◆ **Problem to work on**
Read the data that follows. Then repeat it exactly.

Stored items
═══
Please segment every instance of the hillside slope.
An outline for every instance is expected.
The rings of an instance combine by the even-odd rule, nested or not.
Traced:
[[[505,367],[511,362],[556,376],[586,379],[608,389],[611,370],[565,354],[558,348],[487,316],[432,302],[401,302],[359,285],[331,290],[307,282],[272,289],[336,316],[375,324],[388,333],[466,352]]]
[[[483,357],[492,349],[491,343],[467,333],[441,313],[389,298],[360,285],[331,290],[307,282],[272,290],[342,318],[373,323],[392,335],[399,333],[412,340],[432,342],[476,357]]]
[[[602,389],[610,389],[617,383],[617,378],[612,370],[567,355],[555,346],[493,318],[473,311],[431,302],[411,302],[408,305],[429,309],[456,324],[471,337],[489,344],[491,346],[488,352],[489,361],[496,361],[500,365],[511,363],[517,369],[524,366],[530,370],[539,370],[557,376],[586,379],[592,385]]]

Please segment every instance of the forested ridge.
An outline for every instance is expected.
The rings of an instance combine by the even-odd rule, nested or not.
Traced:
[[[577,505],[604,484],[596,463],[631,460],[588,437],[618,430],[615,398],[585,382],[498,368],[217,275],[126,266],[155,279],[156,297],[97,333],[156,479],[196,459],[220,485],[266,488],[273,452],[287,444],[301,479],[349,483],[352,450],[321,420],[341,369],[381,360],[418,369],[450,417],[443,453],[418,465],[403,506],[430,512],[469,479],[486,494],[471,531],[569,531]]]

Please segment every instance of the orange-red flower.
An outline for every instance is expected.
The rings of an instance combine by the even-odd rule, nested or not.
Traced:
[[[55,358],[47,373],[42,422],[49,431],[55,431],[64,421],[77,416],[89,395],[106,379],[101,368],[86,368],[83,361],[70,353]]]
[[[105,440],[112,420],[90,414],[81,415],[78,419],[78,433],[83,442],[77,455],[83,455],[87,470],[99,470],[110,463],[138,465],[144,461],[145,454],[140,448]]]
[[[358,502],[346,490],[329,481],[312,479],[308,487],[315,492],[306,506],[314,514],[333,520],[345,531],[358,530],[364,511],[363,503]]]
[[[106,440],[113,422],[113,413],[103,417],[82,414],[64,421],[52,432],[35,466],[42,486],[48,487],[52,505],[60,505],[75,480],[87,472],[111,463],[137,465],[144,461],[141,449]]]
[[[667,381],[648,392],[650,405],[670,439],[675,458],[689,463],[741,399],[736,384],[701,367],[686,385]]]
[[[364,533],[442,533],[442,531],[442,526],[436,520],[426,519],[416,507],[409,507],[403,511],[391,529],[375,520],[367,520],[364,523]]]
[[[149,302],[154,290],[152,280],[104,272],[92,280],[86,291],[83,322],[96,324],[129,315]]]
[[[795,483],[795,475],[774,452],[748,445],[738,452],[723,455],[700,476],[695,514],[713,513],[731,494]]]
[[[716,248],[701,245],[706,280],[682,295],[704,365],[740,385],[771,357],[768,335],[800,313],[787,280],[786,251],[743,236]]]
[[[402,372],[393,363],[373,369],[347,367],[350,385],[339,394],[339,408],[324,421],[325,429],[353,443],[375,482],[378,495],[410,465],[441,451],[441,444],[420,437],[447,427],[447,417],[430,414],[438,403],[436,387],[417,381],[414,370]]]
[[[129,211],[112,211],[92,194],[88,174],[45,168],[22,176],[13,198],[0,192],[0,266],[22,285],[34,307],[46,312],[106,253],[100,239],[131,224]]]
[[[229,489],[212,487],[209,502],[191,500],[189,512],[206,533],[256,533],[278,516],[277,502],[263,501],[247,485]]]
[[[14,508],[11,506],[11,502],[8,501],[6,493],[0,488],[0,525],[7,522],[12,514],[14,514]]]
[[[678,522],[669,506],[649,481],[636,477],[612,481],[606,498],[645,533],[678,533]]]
═══
◆ **Answer for this exercise**
Please segment every instance of the hillside slope.
An outline for every instance is expected.
The rings of an instance combine by the even-odd rule, nested or not.
Traced:
[[[505,367],[511,362],[556,376],[586,379],[608,389],[611,370],[565,354],[558,348],[487,316],[432,302],[401,302],[359,285],[331,290],[307,282],[272,289],[336,316],[375,324],[388,333],[466,352]]]
[[[483,357],[492,349],[491,343],[467,333],[441,313],[389,298],[360,285],[331,290],[307,282],[272,290],[342,318],[373,323],[392,335],[399,333],[412,340],[432,342],[476,357]]]
[[[602,389],[610,389],[617,383],[617,378],[612,370],[567,355],[555,346],[493,318],[473,311],[431,302],[411,302],[408,305],[429,309],[456,324],[471,337],[489,344],[491,346],[488,352],[489,361],[496,361],[500,365],[511,363],[517,369],[524,366],[530,370],[539,370],[557,376],[586,379],[592,385]]]

Please segment every instance of the forested ridge.
An outline for every instance is expected.
The rings of an instance combine by the even-odd rule, nested or not.
Traced:
[[[577,505],[604,484],[596,463],[631,460],[588,437],[618,430],[615,398],[585,382],[498,368],[217,275],[126,266],[155,279],[156,297],[97,333],[156,479],[196,459],[220,485],[266,488],[273,452],[287,444],[301,479],[349,483],[352,450],[321,420],[341,369],[381,360],[418,369],[450,417],[443,453],[418,465],[403,506],[430,512],[469,479],[486,494],[471,531],[569,531]]]

Please segment every instance of the orange-red flower.
An outline for every instance is expected.
The rings of an instance combine by the even-odd rule, nested or not.
Traced:
[[[55,358],[47,373],[42,422],[49,431],[55,431],[64,421],[77,416],[89,395],[106,379],[101,368],[86,368],[83,361],[70,353]]]
[[[105,440],[112,420],[90,414],[81,415],[78,419],[78,433],[83,442],[77,455],[83,455],[87,470],[99,470],[110,463],[138,465],[144,461],[145,454],[140,448]]]
[[[358,502],[346,490],[329,481],[312,479],[308,487],[315,492],[306,506],[314,514],[333,520],[345,531],[358,530],[364,511],[363,503]]]
[[[106,440],[113,422],[113,413],[103,417],[82,414],[64,421],[52,432],[35,466],[42,486],[48,487],[52,505],[60,505],[75,480],[87,472],[111,463],[137,465],[144,461],[141,449]]]
[[[667,381],[648,392],[650,405],[670,439],[675,458],[689,463],[741,399],[736,384],[701,367],[686,385]]]
[[[364,533],[442,533],[442,531],[442,526],[436,520],[426,519],[416,507],[409,507],[403,511],[391,529],[375,520],[367,520],[364,523]]]
[[[149,302],[154,290],[152,280],[104,272],[92,280],[86,291],[83,322],[96,324],[129,315]]]
[[[795,483],[795,475],[774,452],[748,445],[738,452],[723,455],[700,476],[695,514],[713,513],[731,494]]]
[[[716,248],[701,245],[706,280],[682,295],[704,365],[740,385],[771,357],[768,335],[800,313],[787,280],[786,251],[743,236]]]
[[[402,372],[393,363],[373,369],[347,367],[350,385],[339,394],[339,408],[324,421],[325,429],[353,443],[375,482],[378,495],[410,465],[441,451],[441,444],[420,437],[447,427],[447,417],[430,414],[438,403],[436,387],[417,381],[414,370]]]
[[[129,211],[112,211],[92,194],[88,174],[45,168],[22,176],[13,198],[0,192],[0,266],[22,285],[34,307],[46,312],[106,253],[100,239],[131,224]]]
[[[229,489],[212,487],[209,502],[191,500],[189,512],[206,533],[256,533],[278,516],[277,502],[263,501],[247,485]]]
[[[14,508],[11,506],[11,502],[8,501],[6,493],[0,488],[0,525],[7,522],[12,514],[14,514]]]
[[[678,522],[669,506],[649,481],[636,477],[612,481],[606,498],[645,533],[678,533]]]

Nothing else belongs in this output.